__Problem details__: Change every occurrence of "marker" to "dot" throughout the items below, keeping all other wording the same. Omit the pictures from your answer.

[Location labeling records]
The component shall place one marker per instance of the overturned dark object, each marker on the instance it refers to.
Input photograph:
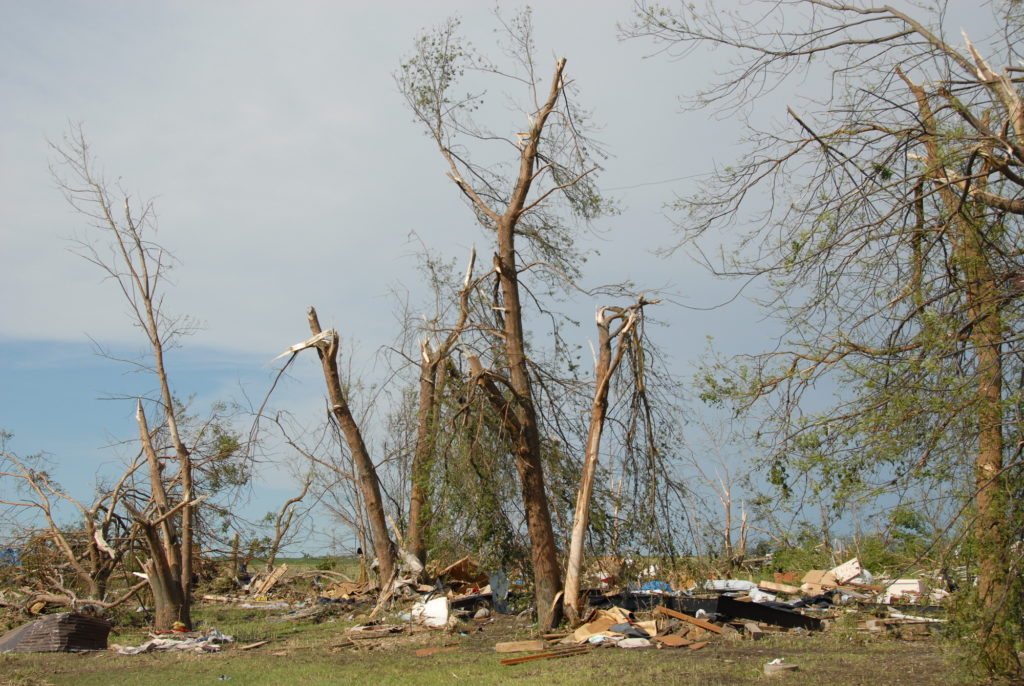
(722, 606)
(65, 632)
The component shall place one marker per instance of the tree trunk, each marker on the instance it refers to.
(526, 442)
(423, 456)
(581, 519)
(990, 528)
(367, 472)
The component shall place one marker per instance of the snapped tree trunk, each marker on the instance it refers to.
(606, 366)
(327, 349)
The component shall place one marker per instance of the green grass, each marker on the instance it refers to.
(309, 654)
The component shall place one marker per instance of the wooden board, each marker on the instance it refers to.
(520, 646)
(778, 588)
(686, 617)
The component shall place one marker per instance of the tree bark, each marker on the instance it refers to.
(366, 471)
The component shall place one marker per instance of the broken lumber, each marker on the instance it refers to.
(754, 631)
(425, 652)
(686, 617)
(778, 588)
(567, 652)
(673, 641)
(520, 646)
(270, 581)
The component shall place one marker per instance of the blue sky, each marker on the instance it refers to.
(286, 172)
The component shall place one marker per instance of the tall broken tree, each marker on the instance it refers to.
(625, 319)
(326, 343)
(433, 370)
(548, 183)
(138, 265)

__The response__:
The component shall place one dot per instance of the overturned dark object, each dot on the instance it refers to.
Input photograph:
(722, 606)
(65, 632)
The component shall place one dot per instance of the tree trunk, each dot on the instance it refers to.
(526, 442)
(423, 456)
(581, 519)
(990, 528)
(367, 472)
The component shall place one dot per instance of the snapped tree trunk, each dot on the instance it refers to.
(606, 366)
(327, 349)
The component shall place one dot per instance of the green grass, each dot on the instance it refers to.
(309, 654)
The component shall place one dot per instance of the wooden board, each dot on the instance it refers to.
(520, 646)
(778, 588)
(686, 617)
The component shall place one dot per instance of the tree bark, each dot on the instance it refers to.
(366, 471)
The component shall place one dot per instance of the broken lumber, each dot on the instance it refers to.
(754, 631)
(425, 652)
(686, 617)
(778, 588)
(567, 652)
(673, 641)
(520, 646)
(270, 581)
The component shall place one dot per instance of the blue sky, each dot on the instance it refers to.
(286, 172)
The component shall place one dot per instance of the tall broken tree, each dot on the instance it refers to.
(625, 319)
(326, 343)
(433, 370)
(548, 183)
(138, 265)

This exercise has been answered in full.